Entries shown section start
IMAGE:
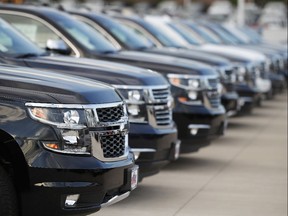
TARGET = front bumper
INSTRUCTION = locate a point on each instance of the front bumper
(249, 97)
(197, 125)
(154, 148)
(278, 82)
(230, 100)
(96, 183)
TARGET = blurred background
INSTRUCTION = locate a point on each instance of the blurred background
(267, 16)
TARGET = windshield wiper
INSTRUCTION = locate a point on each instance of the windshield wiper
(142, 48)
(28, 55)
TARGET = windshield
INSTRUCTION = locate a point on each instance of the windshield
(13, 44)
(167, 36)
(84, 34)
(186, 34)
(125, 34)
(235, 34)
(204, 33)
(253, 35)
(222, 35)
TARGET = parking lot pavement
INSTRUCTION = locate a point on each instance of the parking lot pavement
(243, 173)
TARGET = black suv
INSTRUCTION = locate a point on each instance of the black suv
(64, 144)
(198, 111)
(124, 38)
(153, 134)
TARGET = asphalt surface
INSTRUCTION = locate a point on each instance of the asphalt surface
(243, 173)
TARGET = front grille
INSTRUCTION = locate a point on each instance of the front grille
(215, 102)
(160, 113)
(110, 114)
(213, 83)
(161, 94)
(214, 99)
(163, 117)
(113, 146)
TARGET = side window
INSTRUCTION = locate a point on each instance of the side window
(5, 42)
(31, 28)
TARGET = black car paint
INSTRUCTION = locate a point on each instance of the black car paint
(116, 74)
(229, 98)
(31, 165)
(162, 64)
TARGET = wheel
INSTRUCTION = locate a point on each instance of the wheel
(8, 201)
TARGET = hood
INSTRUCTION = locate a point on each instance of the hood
(161, 63)
(36, 86)
(195, 55)
(109, 72)
(234, 53)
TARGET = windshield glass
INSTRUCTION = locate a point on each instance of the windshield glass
(167, 36)
(186, 34)
(235, 34)
(252, 34)
(124, 34)
(13, 44)
(204, 33)
(224, 37)
(84, 34)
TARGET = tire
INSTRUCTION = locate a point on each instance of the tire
(8, 198)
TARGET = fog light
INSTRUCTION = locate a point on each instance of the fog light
(194, 131)
(71, 200)
(133, 110)
(192, 95)
(136, 155)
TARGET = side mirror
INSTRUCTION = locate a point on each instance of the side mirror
(58, 46)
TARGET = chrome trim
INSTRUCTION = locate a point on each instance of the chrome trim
(73, 106)
(188, 76)
(143, 150)
(231, 113)
(136, 87)
(115, 199)
(153, 104)
(199, 126)
(246, 99)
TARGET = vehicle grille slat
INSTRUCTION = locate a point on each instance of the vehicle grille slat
(110, 114)
(113, 146)
(163, 116)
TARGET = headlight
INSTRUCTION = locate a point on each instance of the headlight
(227, 75)
(240, 73)
(189, 88)
(135, 103)
(70, 123)
(185, 82)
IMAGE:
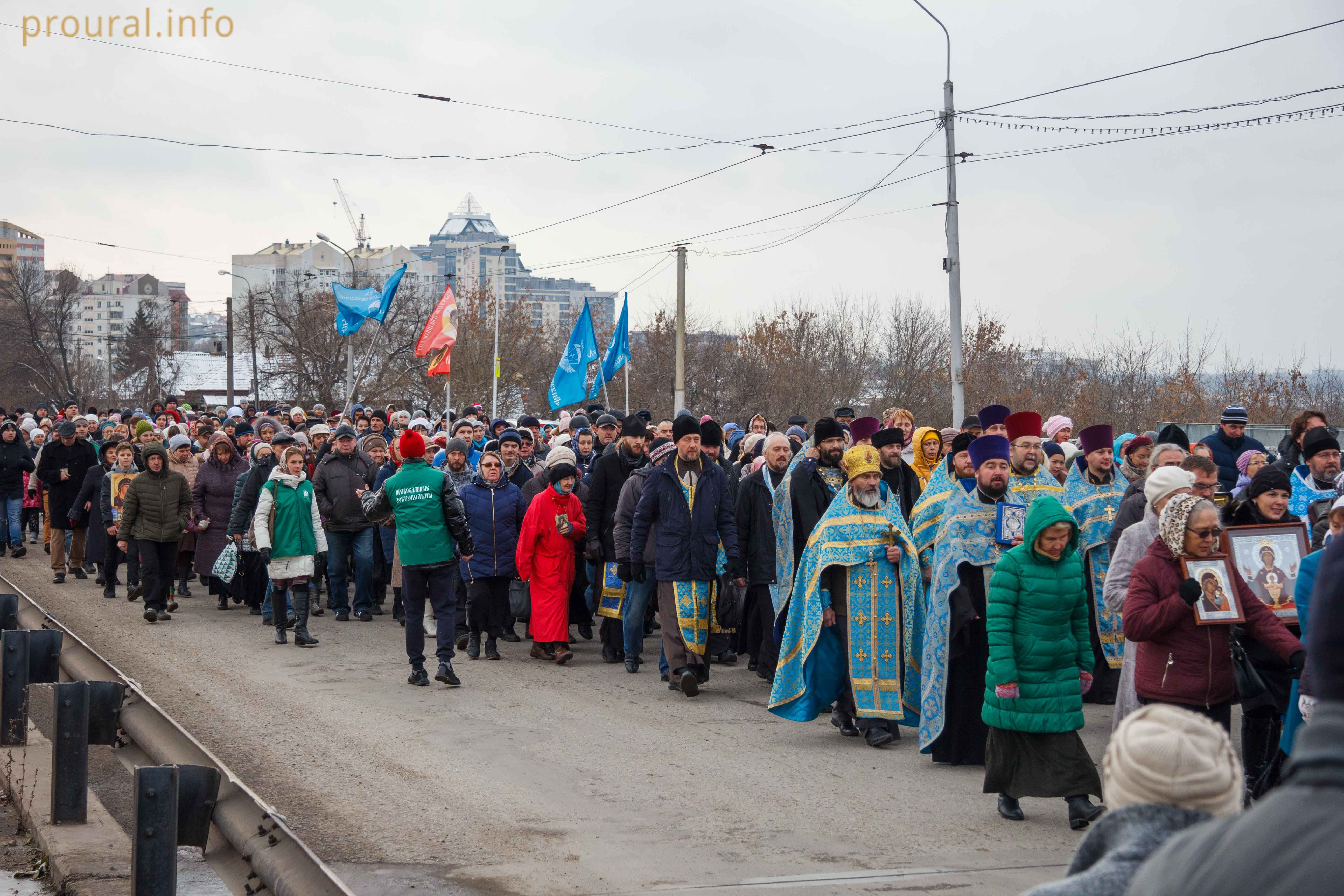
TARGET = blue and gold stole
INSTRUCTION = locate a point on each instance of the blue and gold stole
(885, 622)
(1030, 488)
(965, 535)
(1095, 508)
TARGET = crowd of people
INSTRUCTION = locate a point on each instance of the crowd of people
(976, 585)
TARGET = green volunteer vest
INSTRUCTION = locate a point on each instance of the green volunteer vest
(292, 536)
(416, 494)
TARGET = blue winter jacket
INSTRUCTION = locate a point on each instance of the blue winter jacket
(495, 515)
(1225, 456)
(687, 542)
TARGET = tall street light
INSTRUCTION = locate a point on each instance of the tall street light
(252, 331)
(350, 342)
(954, 262)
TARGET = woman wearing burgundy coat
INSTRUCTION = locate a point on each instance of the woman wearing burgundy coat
(213, 502)
(1178, 661)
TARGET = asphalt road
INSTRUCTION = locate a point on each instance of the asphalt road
(534, 778)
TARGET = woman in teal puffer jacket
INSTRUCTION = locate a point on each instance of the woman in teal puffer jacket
(1039, 655)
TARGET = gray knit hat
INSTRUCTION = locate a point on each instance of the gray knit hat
(1163, 754)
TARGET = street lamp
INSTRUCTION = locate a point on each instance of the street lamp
(252, 330)
(350, 343)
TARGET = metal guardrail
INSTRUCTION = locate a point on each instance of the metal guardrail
(258, 851)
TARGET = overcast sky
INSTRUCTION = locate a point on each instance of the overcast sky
(1237, 229)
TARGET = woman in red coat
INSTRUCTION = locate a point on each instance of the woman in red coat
(1177, 660)
(545, 557)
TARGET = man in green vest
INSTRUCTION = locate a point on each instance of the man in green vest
(432, 536)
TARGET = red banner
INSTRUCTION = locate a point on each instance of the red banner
(440, 335)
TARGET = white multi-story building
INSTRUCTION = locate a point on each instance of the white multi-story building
(112, 302)
(288, 268)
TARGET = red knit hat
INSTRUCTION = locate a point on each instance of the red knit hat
(412, 444)
(1023, 424)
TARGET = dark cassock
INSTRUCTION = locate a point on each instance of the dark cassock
(1095, 500)
(869, 661)
(804, 496)
(956, 644)
(900, 479)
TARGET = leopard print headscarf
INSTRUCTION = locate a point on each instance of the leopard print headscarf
(1171, 527)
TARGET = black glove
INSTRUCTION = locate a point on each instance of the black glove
(1299, 663)
(1190, 592)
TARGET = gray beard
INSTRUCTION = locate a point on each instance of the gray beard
(869, 498)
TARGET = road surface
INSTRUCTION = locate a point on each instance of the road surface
(535, 778)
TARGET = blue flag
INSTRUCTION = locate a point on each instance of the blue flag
(357, 305)
(570, 382)
(618, 351)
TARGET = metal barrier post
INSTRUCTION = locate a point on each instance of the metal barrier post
(71, 753)
(154, 845)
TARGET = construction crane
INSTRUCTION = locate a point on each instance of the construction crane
(361, 237)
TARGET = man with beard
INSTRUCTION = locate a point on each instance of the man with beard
(901, 480)
(956, 644)
(756, 568)
(1027, 476)
(1315, 477)
(855, 614)
(609, 475)
(1093, 494)
(927, 516)
(994, 421)
(687, 499)
(511, 451)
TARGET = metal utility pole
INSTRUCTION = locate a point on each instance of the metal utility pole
(495, 389)
(952, 264)
(679, 383)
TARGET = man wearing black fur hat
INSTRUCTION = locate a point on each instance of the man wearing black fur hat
(609, 475)
(687, 499)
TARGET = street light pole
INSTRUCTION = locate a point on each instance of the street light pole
(229, 331)
(350, 342)
(954, 262)
(495, 391)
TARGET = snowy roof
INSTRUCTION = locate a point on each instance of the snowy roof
(470, 217)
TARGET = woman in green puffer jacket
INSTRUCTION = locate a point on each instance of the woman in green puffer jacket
(1039, 655)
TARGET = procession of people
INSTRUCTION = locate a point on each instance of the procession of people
(975, 586)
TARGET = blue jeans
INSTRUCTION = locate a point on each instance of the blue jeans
(638, 596)
(267, 605)
(14, 510)
(341, 546)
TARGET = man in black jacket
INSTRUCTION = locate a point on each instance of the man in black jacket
(689, 538)
(15, 460)
(815, 481)
(64, 467)
(900, 477)
(754, 569)
(338, 480)
(609, 475)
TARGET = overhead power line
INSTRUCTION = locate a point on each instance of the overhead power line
(1164, 65)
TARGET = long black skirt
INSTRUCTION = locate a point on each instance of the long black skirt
(1026, 765)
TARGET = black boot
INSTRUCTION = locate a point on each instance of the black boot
(302, 609)
(277, 600)
(1081, 812)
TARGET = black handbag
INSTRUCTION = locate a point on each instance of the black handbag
(1249, 684)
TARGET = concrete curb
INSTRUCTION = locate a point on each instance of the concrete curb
(84, 860)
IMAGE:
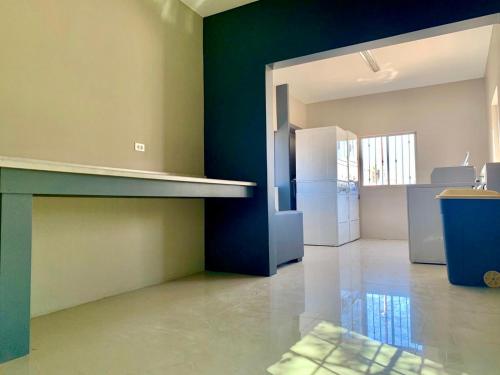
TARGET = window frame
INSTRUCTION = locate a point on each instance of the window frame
(386, 136)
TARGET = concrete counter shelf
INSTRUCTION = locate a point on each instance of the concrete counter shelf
(21, 179)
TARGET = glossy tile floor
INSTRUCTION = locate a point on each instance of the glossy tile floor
(358, 309)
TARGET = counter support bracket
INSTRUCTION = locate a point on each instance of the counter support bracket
(15, 274)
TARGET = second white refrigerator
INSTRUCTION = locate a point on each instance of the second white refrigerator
(327, 185)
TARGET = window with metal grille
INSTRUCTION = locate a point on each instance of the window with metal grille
(388, 160)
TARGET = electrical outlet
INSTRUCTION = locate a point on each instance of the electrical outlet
(141, 147)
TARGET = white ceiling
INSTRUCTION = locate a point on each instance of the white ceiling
(208, 7)
(445, 58)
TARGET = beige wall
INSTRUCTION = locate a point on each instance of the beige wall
(449, 120)
(492, 86)
(80, 81)
(298, 112)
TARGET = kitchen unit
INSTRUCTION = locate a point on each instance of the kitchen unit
(327, 185)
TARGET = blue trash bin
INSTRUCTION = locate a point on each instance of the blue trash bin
(471, 225)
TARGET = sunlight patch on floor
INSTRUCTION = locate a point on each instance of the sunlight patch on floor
(329, 349)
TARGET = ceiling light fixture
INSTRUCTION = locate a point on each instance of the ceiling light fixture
(370, 60)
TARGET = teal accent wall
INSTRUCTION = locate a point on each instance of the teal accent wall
(237, 46)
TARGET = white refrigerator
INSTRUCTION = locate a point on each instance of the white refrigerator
(327, 185)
Entries shown section end
- _What to produce_
Beginning with the line that contains "the side window" and ending with the line that contains "TARGET = blue and gold stole", reproduce the listing exactly, pictures excluded.

- _Completed task_
INSTRUCTION = locate a point on each instance of the side window
(5, 42)
(31, 28)
TARGET = black car paint
INSTRUCTION = locate a point on each instance of the black car paint
(116, 74)
(229, 98)
(31, 165)
(162, 64)
TARGET = wheel
INSTRUCTION = locate a point on each instance of the wheel
(8, 201)
TARGET = hood
INSTRUCTION = locate a point on each instance of the hood
(161, 63)
(36, 86)
(195, 55)
(109, 72)
(234, 53)
TARGET = windshield glass
INSTRUCTION = locate a point on each instance of the windshield glass
(167, 36)
(186, 34)
(235, 34)
(252, 34)
(124, 34)
(13, 44)
(204, 33)
(224, 37)
(84, 34)
TARGET = tire
INSTRUCTION = locate a point on each instance of the tire
(8, 198)
TARGET = fog light
INSTRUCTION = locate a point on each instance of the fog light
(194, 131)
(71, 200)
(133, 110)
(192, 95)
(136, 155)
TARGET = side mirror
INSTRUCTION = locate a point on each instance of the side mirror
(58, 46)
TARGET = chrome trim
INSTRUCTION = locate a point on each instance of the chrome trim
(73, 106)
(188, 76)
(143, 150)
(231, 113)
(136, 87)
(115, 199)
(153, 104)
(199, 126)
(246, 99)
TARGET = vehicle grille slat
INSTRUCTION = locate a point on each instance of the vehicle grille slat
(110, 114)
(113, 146)
(163, 116)
TARGET = headlight
INSTRUCTION = locate a point on each instance of the headlight
(227, 75)
(240, 73)
(189, 88)
(135, 103)
(70, 123)
(185, 82)
IMAGE:
TARGET = blue and gold stole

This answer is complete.